> [Extrait du texte]
*****
Le retour à la vie de Lazare, pour spectaculaire qu’il soit, n’est toujours qu’un « signe » confirmant la Parole de Jésus, ou plutôt accréditant son autorité. Car Lazare, tout comme la fille de Jaïre ou le fils de la veuve de Naïm, ont tous déposé une seconde fois la vie naturelle qui leur avait été rendue pour un temps seulement. Par contre, celui qui est « ressuscité d’entre les morts, ne meurt plus » (Rm 6, 9) car il vit de la vie même de Dieu, c’est-à-dire de son Esprit. Or « si l’Esprit de celui qui a ressuscité Jésus d’entre les morts habite en vous par la foi, celui qui a ressuscité Jésus d’entre les morts donnera aussi la vie à vos corps mortels par son Esprit qui habite en vous » (2ème lect.).
Nous attendons donc bien plus qu’un simple retour à la vie naturelle. Certes nous mourrons, car « notre corps est voué à la mort à cause du péché » (Ibid.) ; mais « si le Christ est en nous » et que nous sommes en lui par une foi vivante, notre âme vivra de sa vie divine, participant ainsi à son immortalité.
On pourrait s’étonner que saint Jean écrive : « Et le mort sortit ». N’est-ce pas parce qu’il est revenu à la vie que Lazare peut sortir ? De qui donc parle l’évangéliste ? En fait ce verset s’adresse à nous qui recevons aujourd’hui ce message. Saint Jean nous annonce qu’au moment de fermer les yeux sur ce monde qui passe, lorsque notre âme se séparera de ce corps corruptible, nous entendrons la voix de Notre-Seigneur bien-aimé nous appeler auprès de lui. Comment dès lors un chrétien pourrait-il envisager une « réincarnation », alors que nous entrerons pleinement dans la vie divine que le Christ nous donnera en partage dans l’Esprit ? Bien plus : nous croyons que par le baptême « nous avons été mis au tombeau avec le Christ, afin que nous menions dès à présent une vie nouvelle, nous aussi, de même que le Christ, par la toute-puissance du Père, est ressuscité d’entre les morts » (Rm 6, 4).
*****
> [Données ci-dessous]
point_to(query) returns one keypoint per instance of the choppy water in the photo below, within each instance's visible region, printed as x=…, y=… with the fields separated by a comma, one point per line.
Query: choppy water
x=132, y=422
*****
> [Vos tâches]
[A] Répondez aux questions suivantes d'après le texte sur Lazare.
(i) Quels deux autres personnages ont, comme Lazare, déposé une seconde fois la vie naturelle qui leur avait été rendue ?
(ii) Selon la citation reprise dans le texte, à cause de quoi notre corps est-il voué à la mort ?
(iii) Par quoi, selon le texte, avons-nous été mis au tombeau avec le Christ ?
[B] Mettez à jour le passage du texte sur Lazare compris entre « Nous attendons donc » et « à son immortalité. », inclus, en remplaçant « une foi vivante » par « une foi ardente ».

> [Solutions par tâche]
[A]
(i) Ce sont la fille de Jaïre et le fils de la veuve de Naïm.
(ii) Notre corps est voué à la mort à cause du péché.
(iii) Nous avons été mis au tombeau avec le Christ par le baptême.

[B]
Nous attendons donc bien plus qu’un simple retour à la vie naturelle. Certes nous mourrons, car « notre corps est voué à la mort à cause du péché » (Ibid.) ; mais « si le Christ est en nous » et que nous sommes en lui par une foi ardente, notre âme vivra de sa vie divine, participant ainsi à son immortalité.